#### [Input data]
^^^^

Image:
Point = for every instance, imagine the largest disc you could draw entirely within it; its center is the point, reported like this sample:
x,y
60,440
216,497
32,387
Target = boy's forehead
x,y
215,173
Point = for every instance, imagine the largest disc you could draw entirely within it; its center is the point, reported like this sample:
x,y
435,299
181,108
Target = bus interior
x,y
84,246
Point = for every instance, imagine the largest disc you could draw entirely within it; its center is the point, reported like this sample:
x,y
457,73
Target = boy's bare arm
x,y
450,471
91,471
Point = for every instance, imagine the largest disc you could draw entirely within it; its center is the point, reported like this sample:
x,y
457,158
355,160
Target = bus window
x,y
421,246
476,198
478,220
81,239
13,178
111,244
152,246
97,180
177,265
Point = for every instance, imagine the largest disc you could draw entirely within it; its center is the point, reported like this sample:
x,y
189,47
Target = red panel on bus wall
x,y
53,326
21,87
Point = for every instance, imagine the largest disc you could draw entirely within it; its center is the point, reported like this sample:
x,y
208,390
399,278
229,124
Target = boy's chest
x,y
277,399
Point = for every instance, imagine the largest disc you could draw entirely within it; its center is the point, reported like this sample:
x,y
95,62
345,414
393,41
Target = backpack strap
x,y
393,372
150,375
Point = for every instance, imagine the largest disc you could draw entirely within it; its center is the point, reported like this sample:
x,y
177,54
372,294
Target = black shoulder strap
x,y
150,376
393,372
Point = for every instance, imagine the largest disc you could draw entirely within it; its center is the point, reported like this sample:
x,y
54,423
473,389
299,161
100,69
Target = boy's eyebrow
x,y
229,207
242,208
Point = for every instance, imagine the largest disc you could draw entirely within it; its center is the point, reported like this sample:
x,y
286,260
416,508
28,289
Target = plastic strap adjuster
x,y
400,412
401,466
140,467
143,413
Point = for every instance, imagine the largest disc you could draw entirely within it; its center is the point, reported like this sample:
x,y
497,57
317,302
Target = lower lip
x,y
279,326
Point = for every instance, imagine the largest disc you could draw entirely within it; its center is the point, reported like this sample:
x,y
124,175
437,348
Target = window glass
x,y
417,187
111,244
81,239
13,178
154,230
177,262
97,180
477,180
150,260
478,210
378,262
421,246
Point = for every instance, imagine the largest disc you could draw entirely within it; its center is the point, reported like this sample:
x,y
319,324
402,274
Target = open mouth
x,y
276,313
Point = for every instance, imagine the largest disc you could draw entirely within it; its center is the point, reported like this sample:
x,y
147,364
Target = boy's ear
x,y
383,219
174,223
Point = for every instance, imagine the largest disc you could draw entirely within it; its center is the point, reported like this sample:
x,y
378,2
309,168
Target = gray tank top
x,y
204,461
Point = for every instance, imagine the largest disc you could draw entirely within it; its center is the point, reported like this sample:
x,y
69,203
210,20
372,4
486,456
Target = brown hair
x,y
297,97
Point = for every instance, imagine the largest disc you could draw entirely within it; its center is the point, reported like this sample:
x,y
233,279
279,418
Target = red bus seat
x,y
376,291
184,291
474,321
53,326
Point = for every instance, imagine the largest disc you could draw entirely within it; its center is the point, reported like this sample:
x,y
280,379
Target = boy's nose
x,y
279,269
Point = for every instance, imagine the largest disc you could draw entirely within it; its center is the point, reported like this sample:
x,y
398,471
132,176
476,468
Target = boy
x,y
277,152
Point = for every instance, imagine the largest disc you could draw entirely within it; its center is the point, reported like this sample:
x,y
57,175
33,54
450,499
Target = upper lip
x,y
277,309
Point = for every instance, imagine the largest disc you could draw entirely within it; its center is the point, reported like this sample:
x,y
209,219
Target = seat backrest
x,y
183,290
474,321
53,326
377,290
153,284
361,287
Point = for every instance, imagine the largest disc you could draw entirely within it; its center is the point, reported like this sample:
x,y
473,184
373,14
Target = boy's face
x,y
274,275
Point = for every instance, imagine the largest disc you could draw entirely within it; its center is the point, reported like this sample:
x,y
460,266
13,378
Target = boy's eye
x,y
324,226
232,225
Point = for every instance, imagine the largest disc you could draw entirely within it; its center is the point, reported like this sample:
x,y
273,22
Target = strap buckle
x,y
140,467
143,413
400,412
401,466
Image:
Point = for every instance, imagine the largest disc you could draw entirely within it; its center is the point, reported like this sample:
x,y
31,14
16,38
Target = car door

^^^^

#### [Task requirements]
Each line of the material above must be retyped precisely.

#### [Written response]
Image:
Point = for every instance, imagine the largest disc you could draw entirely within it; its center is the point, reported like this sample:
x,y
60,440
216,497
32,387
Target = boy's forehead
x,y
215,173
Point = for every instance, imagine the largest disc you could draw entirely within it; its center is the point, reported like this sample:
x,y
435,299
181,108
Target = bus interior
x,y
84,246
Point = for every instance, imagine the largest disc you could draw entirely within it; its center is the point, reported like this sample:
x,y
457,73
Target = boy's bare arm
x,y
450,471
91,471
Point = for every instance, imagine the largest disc you could draw entirely within it; its center is the point, reported like this sample:
x,y
457,158
355,160
Target = bus window
x,y
421,246
476,198
478,220
81,239
13,178
111,244
152,246
97,180
177,265
Point = for every instance, imagine the largest disc you could draw entirely within it; its center is the point, reported like this sample:
x,y
189,47
Target = red panel on bus wall
x,y
53,326
21,87
Point = for every instance, imagine the largest disc you could draw entirely within it; its center is the point, reported like this sample:
x,y
208,390
399,278
229,124
Target = boy's chest
x,y
277,399
Point = for every instance, imagine the largest disc you could draw entirely within it; its center is the point, reported like this sample:
x,y
95,62
345,414
393,41
Target = backpack strap
x,y
393,372
150,375
Point = for every instance, imagine the largest disc you could draw entirely within it; its center is the point, reported like this sample:
x,y
177,54
372,294
Target = black shoulder strap
x,y
150,376
393,372
Point = for every instance, imagine the largest disc you could draw entirely within it; its center is the point, reported like this sample:
x,y
54,423
473,389
299,161
100,69
Target = boy's eyebrow
x,y
229,207
242,208
Point = for every instance, imagine the largest disc you could draw entirely within it; its center is the point, reported like this sample:
x,y
286,260
416,508
28,289
Target = plastic strap adjuster
x,y
400,412
401,466
140,467
143,413
Point = for every instance, imagine the largest disc you could draw entirely within it; its center is the point, reported like this sample:
x,y
497,57
317,302
Target = lower lip
x,y
279,326
Point = for every instance, imagine the largest disc you could draw entirely within it; its center is the point, reported like this sample:
x,y
124,175
437,348
Target = window glass
x,y
417,187
111,244
81,239
13,178
154,230
177,262
97,180
477,180
150,260
478,210
378,262
421,246
Point = for every instance, imagine the largest disc you could draw entirely within it; its center is the point, reported like this sample:
x,y
319,324
402,274
Target = open mouth
x,y
276,313
Point = for every instance, imagine the largest disc you could draw entirely within it; its center is the point, reported like this sample:
x,y
147,364
Target = boy's ear
x,y
383,219
174,223
Point = for every instance, imagine the largest disc you could draw entirely within it; its center is the point, reported like this sample:
x,y
378,2
309,168
Target = gray tank top
x,y
204,461
Point = for every instance, imagine the largest disc you could draw entirely within it; its center is the point, reported like this sample:
x,y
69,203
210,20
372,4
486,456
Target = brown hair
x,y
297,97
Point = for every instance, imagine the largest disc you could draw entirely within it; its center is the point, reported like this sample:
x,y
233,279
279,418
Target = red bus seat
x,y
376,291
184,291
474,321
53,326
Point = for every instance, imagine the largest disc you could draw entirely within it; its center is the point, reported like this sample:
x,y
280,379
Target = boy's nose
x,y
279,269
Point = for every instance, imagine the largest disc you could draw entirely within it; its center is the point, reported like this sample:
x,y
398,471
132,176
476,468
Target = boy
x,y
277,152
Point = for every instance, imagine the largest disc you could draw entirely within it; its center is the point, reported like this sample:
x,y
57,175
33,54
450,499
Target = upper lip
x,y
277,309
Point = for every instance, imagine the largest disc you could draw entirely within it; its center is the point, reported like this sample:
x,y
209,219
Target = seat backrest
x,y
183,290
474,321
53,326
377,290
153,284
361,287
Point = for every instance, imagine the largest disc you could draw entirely within it; its center is the point, reported like this sample:
x,y
473,184
373,14
Target = boy's face
x,y
274,275
Point = for every instance, imagine the largest disc you could draw entirely within it; its center is the point, reported like this sample:
x,y
460,266
13,378
Target = boy's eye
x,y
324,226
232,225
Point = for every instance, imagine the largest disc you could draw entirely within it; its center is the point, reported like this sample:
x,y
273,22
Target = strap buckle
x,y
140,467
143,413
400,412
401,466
Image:
Point = for every instance, imagine the largest disc you could draw entirely within it; its center is the point, reported like this sample:
x,y
31,14
16,38
Target = car door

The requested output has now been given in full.